To do → Starting at the beginning of the items and ending at the line containing "[16,10,60,72]", rewrite every line, both the wording and the answers, adding 62 to each bounding box coordinate in the answers. Leave out the pictures.
****************************************
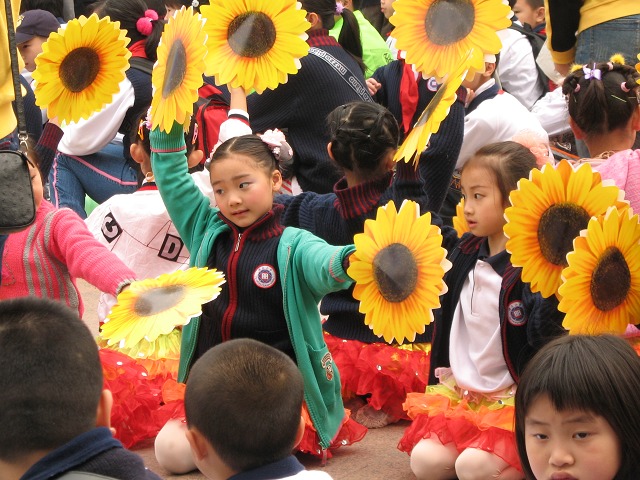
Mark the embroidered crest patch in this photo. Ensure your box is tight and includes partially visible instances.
[253,264,276,288]
[507,300,527,327]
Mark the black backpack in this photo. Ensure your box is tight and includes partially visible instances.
[509,21,549,96]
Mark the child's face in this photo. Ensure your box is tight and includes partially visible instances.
[513,0,544,28]
[380,0,395,18]
[18,36,47,72]
[29,163,44,209]
[524,395,621,480]
[460,165,506,244]
[209,154,282,228]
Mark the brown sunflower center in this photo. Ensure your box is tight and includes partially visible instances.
[59,47,100,93]
[133,285,187,317]
[590,247,631,312]
[227,12,276,58]
[424,0,476,46]
[538,203,590,267]
[373,243,418,303]
[162,40,187,98]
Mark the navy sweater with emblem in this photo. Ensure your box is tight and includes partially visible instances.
[429,233,566,384]
[247,29,372,193]
[200,205,295,361]
[275,97,464,343]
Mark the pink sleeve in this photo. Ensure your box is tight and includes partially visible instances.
[49,209,136,295]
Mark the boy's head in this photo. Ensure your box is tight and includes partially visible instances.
[513,0,545,28]
[0,297,111,468]
[185,338,304,478]
[16,10,60,72]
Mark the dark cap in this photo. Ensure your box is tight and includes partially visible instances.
[16,10,60,44]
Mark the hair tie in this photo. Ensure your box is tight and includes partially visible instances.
[136,10,158,37]
[258,128,293,162]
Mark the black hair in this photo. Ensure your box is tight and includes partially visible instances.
[0,297,102,462]
[97,0,167,62]
[20,0,64,18]
[562,61,640,135]
[515,335,640,480]
[185,338,304,472]
[462,141,536,204]
[211,134,279,173]
[301,0,365,72]
[327,102,400,179]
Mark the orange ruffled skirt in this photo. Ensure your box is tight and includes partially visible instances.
[398,369,522,471]
[324,332,431,419]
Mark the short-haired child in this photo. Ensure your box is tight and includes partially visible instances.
[400,141,564,480]
[150,117,364,472]
[515,335,640,480]
[185,338,330,480]
[0,297,159,480]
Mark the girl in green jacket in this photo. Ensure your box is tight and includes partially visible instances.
[150,124,366,473]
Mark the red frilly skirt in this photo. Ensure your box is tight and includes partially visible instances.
[324,332,431,419]
[398,369,522,471]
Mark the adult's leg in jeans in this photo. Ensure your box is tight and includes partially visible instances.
[49,152,87,218]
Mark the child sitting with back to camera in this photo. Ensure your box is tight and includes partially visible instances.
[399,141,564,480]
[185,338,331,480]
[150,116,366,472]
[516,335,640,480]
[562,56,640,212]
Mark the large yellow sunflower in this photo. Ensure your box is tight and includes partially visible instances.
[33,14,131,122]
[558,207,640,335]
[504,160,628,297]
[101,268,224,348]
[347,200,451,343]
[151,7,207,132]
[390,0,511,78]
[452,198,470,237]
[200,0,310,93]
[393,52,471,167]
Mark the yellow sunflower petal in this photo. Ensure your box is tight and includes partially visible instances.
[558,207,640,335]
[200,0,310,93]
[101,268,224,347]
[33,14,131,122]
[348,201,451,343]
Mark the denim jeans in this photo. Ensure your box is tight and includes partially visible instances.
[576,15,640,65]
[49,149,138,218]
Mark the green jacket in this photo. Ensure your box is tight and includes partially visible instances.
[150,125,354,448]
[329,10,395,78]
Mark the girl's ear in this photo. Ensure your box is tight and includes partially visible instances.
[271,169,282,193]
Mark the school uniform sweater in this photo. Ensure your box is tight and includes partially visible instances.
[429,233,566,385]
[247,30,366,193]
[275,98,464,343]
[20,427,160,480]
[0,200,136,316]
[150,124,354,448]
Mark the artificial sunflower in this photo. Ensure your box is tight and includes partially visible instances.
[200,0,311,93]
[504,160,628,297]
[453,198,470,237]
[151,7,207,132]
[393,52,471,167]
[33,14,131,122]
[347,200,451,343]
[390,0,511,79]
[558,207,640,335]
[101,267,224,348]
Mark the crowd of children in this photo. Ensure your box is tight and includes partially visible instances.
[0,0,640,480]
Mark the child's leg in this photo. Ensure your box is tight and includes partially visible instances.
[456,448,524,480]
[155,420,196,474]
[411,438,458,480]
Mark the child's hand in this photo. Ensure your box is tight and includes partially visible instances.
[366,77,382,95]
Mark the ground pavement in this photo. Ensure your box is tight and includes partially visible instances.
[78,280,415,480]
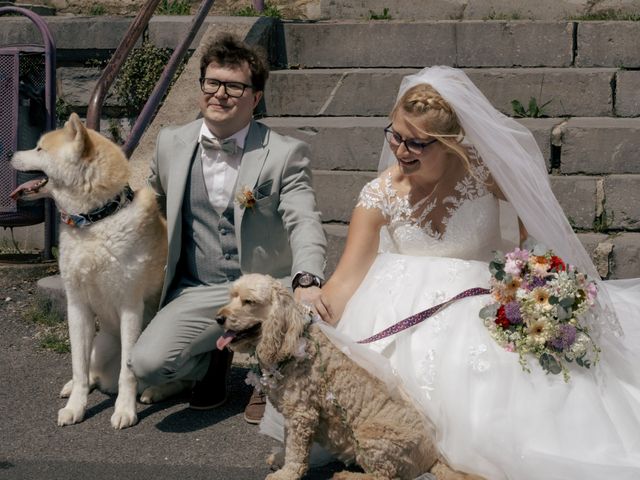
****************************************
Exercise solution →
Mark the embroidered crest patch in this photo. Ensure your box is tight and includes partially visible instances.
[315,326,338,350]
[569,362,589,389]
Mark the black backpack in this photo. Ensure your box is tight and includes partially visible instances.
[571,83,611,158]
Mark the child's face in this photo. Ensure your box is tight and includes partially visible instances.
[575,62,606,90]
[442,62,457,80]
[80,98,109,134]
[91,225,106,271]
[586,457,683,542]
[522,227,568,306]
[271,216,344,290]
Mark the brown sunflower center in this photo. Ensure your box is tight and includes partially visible instances.
[121,109,162,155]
[195,347,249,379]
[652,309,693,374]
[289,74,338,120]
[486,62,538,108]
[600,265,652,329]
[435,305,480,365]
[224,102,249,160]
Mark the navy sweater with emblem in this photo. Ensure your box is tight and includes partially visible instances.
[491,295,628,446]
[309,91,434,255]
[262,267,357,423]
[337,159,526,405]
Mark the pink sleeve in this photo. Ensure your box is tight and includes partially visible instances.
[111,271,198,357]
Mark the boy's head in this photo. Ensure your box is tight and includes partially visible instances.
[575,62,607,90]
[62,359,173,530]
[247,400,366,540]
[78,72,122,134]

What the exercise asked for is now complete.